* begin Working data *

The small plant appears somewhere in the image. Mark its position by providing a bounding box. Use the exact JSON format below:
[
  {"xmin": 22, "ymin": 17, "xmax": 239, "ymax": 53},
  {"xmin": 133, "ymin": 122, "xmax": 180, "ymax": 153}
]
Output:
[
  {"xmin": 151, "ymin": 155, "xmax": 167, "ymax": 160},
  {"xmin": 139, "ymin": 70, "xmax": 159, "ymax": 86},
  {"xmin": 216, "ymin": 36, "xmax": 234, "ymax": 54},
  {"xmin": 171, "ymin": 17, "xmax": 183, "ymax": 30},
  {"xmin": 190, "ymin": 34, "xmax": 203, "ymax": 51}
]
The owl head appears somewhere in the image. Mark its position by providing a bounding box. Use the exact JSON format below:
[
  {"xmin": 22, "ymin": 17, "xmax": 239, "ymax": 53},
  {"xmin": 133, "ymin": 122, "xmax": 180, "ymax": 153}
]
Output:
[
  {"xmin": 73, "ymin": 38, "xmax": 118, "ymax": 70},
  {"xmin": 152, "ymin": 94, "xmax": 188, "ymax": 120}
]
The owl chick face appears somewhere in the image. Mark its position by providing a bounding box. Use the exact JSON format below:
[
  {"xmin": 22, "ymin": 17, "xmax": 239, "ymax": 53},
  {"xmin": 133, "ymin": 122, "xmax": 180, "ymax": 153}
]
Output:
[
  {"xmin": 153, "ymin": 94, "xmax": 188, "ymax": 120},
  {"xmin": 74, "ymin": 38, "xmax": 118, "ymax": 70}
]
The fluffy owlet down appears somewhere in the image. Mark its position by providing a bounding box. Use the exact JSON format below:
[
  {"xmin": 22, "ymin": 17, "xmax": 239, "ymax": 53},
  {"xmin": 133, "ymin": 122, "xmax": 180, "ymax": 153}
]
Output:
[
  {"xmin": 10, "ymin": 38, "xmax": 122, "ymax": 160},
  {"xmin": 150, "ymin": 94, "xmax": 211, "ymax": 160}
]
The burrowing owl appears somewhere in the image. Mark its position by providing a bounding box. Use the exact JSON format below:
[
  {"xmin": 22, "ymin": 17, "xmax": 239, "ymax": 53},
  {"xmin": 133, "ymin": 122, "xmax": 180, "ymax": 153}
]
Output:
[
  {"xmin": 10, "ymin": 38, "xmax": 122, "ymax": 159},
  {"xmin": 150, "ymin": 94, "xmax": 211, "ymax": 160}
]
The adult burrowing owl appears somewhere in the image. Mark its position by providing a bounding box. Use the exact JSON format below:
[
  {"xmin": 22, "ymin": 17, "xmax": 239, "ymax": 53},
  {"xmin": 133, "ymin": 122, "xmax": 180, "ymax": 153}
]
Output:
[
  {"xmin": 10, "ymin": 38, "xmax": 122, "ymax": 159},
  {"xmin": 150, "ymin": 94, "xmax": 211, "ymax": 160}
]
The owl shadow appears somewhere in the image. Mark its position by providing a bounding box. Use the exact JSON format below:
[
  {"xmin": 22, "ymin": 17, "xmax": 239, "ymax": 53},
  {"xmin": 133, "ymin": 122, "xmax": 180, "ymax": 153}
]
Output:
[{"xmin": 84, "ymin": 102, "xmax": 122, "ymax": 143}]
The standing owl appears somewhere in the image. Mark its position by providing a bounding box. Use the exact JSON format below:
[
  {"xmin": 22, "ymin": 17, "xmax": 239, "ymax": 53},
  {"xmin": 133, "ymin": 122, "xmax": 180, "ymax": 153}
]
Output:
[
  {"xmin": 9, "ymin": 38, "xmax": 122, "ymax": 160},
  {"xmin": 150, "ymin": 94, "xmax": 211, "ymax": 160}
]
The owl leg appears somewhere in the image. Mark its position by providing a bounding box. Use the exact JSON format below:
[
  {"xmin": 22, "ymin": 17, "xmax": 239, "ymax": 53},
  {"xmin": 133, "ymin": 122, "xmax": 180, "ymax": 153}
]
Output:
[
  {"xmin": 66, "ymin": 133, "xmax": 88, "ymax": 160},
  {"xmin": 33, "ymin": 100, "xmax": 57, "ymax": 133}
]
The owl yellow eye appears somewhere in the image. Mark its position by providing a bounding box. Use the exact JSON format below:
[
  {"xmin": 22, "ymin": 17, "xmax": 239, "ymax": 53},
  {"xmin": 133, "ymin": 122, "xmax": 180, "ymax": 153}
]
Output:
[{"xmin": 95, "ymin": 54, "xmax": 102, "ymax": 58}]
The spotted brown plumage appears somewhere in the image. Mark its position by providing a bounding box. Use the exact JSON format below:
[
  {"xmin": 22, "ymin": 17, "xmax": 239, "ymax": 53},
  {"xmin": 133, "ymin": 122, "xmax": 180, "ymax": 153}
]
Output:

* end Working data *

## Short exercise
Reproduce all of the data above line for line, with no changes.

## Solution for this problem
The small plant appears somewhere in the image. Mark its position by providing a bounding box. Use the exact JSON format below:
[
  {"xmin": 22, "ymin": 17, "xmax": 239, "ymax": 53},
  {"xmin": 133, "ymin": 122, "xmax": 180, "ymax": 153}
]
Output:
[
  {"xmin": 151, "ymin": 155, "xmax": 167, "ymax": 160},
  {"xmin": 139, "ymin": 70, "xmax": 159, "ymax": 86},
  {"xmin": 216, "ymin": 36, "xmax": 234, "ymax": 54},
  {"xmin": 171, "ymin": 17, "xmax": 183, "ymax": 30},
  {"xmin": 190, "ymin": 34, "xmax": 203, "ymax": 51}
]
The owl head appears somewhere in the image. Mark its position by providing a bounding box. Use the exact JSON format below:
[
  {"xmin": 22, "ymin": 17, "xmax": 239, "ymax": 53},
  {"xmin": 133, "ymin": 122, "xmax": 180, "ymax": 153}
]
Output:
[
  {"xmin": 73, "ymin": 38, "xmax": 118, "ymax": 70},
  {"xmin": 152, "ymin": 94, "xmax": 188, "ymax": 120}
]
The owl chick face appears somewhere in the image. Mark its position by providing a bounding box. Use the exact JSON format below:
[
  {"xmin": 22, "ymin": 17, "xmax": 239, "ymax": 53},
  {"xmin": 133, "ymin": 122, "xmax": 180, "ymax": 153}
]
Output:
[
  {"xmin": 153, "ymin": 94, "xmax": 188, "ymax": 120},
  {"xmin": 74, "ymin": 38, "xmax": 118, "ymax": 70}
]
The fluffy owlet down appears somewhere in the image. Mark its position by providing a bounding box. Use the exact JSON format below:
[
  {"xmin": 22, "ymin": 17, "xmax": 239, "ymax": 53},
  {"xmin": 133, "ymin": 122, "xmax": 180, "ymax": 153}
]
Output:
[
  {"xmin": 10, "ymin": 38, "xmax": 122, "ymax": 160},
  {"xmin": 150, "ymin": 94, "xmax": 211, "ymax": 160}
]
The burrowing owl appears somewhere in the image. Mark its position by providing a bounding box. Use the exact JSON format below:
[
  {"xmin": 22, "ymin": 17, "xmax": 239, "ymax": 53},
  {"xmin": 133, "ymin": 122, "xmax": 180, "ymax": 153}
]
Output:
[
  {"xmin": 10, "ymin": 38, "xmax": 122, "ymax": 159},
  {"xmin": 150, "ymin": 94, "xmax": 211, "ymax": 160}
]
The adult burrowing owl appears somewhere in the image. Mark its position by providing a bounding box. Use the exact JSON format below:
[
  {"xmin": 22, "ymin": 17, "xmax": 239, "ymax": 53},
  {"xmin": 133, "ymin": 122, "xmax": 180, "ymax": 153}
]
Output:
[
  {"xmin": 10, "ymin": 38, "xmax": 122, "ymax": 159},
  {"xmin": 150, "ymin": 94, "xmax": 211, "ymax": 160}
]
The owl shadow appears somewhere in the image. Mark its position by providing a bounding box. Use the exact JSON format below:
[
  {"xmin": 22, "ymin": 17, "xmax": 239, "ymax": 53},
  {"xmin": 133, "ymin": 122, "xmax": 180, "ymax": 153}
]
Output:
[{"xmin": 84, "ymin": 102, "xmax": 122, "ymax": 143}]
The standing owl appears somewhere in the image. Mark its position by providing a bounding box. Use the exact JSON format below:
[
  {"xmin": 22, "ymin": 17, "xmax": 239, "ymax": 53},
  {"xmin": 133, "ymin": 122, "xmax": 180, "ymax": 153}
]
Output:
[
  {"xmin": 9, "ymin": 38, "xmax": 122, "ymax": 160},
  {"xmin": 150, "ymin": 94, "xmax": 211, "ymax": 160}
]
The owl leg appears somewhere in the image. Mark its position by providing a bounding box. Use the exact JSON format below:
[
  {"xmin": 22, "ymin": 17, "xmax": 239, "ymax": 53},
  {"xmin": 133, "ymin": 122, "xmax": 180, "ymax": 153}
]
Output:
[
  {"xmin": 66, "ymin": 133, "xmax": 88, "ymax": 160},
  {"xmin": 33, "ymin": 100, "xmax": 57, "ymax": 133}
]
The owl yellow eye appears somewhere in the image. Mark its position by providing a bounding box. Use the exact JSON format below:
[
  {"xmin": 22, "ymin": 17, "xmax": 239, "ymax": 53},
  {"xmin": 133, "ymin": 122, "xmax": 180, "ymax": 153}
]
Output:
[{"xmin": 95, "ymin": 54, "xmax": 102, "ymax": 58}]
The spotted brown plumage appears somewhere in the image. Mark its position by providing a bounding box. Use the exact JSON format below:
[
  {"xmin": 22, "ymin": 17, "xmax": 239, "ymax": 53},
  {"xmin": 133, "ymin": 122, "xmax": 180, "ymax": 153}
]
Output:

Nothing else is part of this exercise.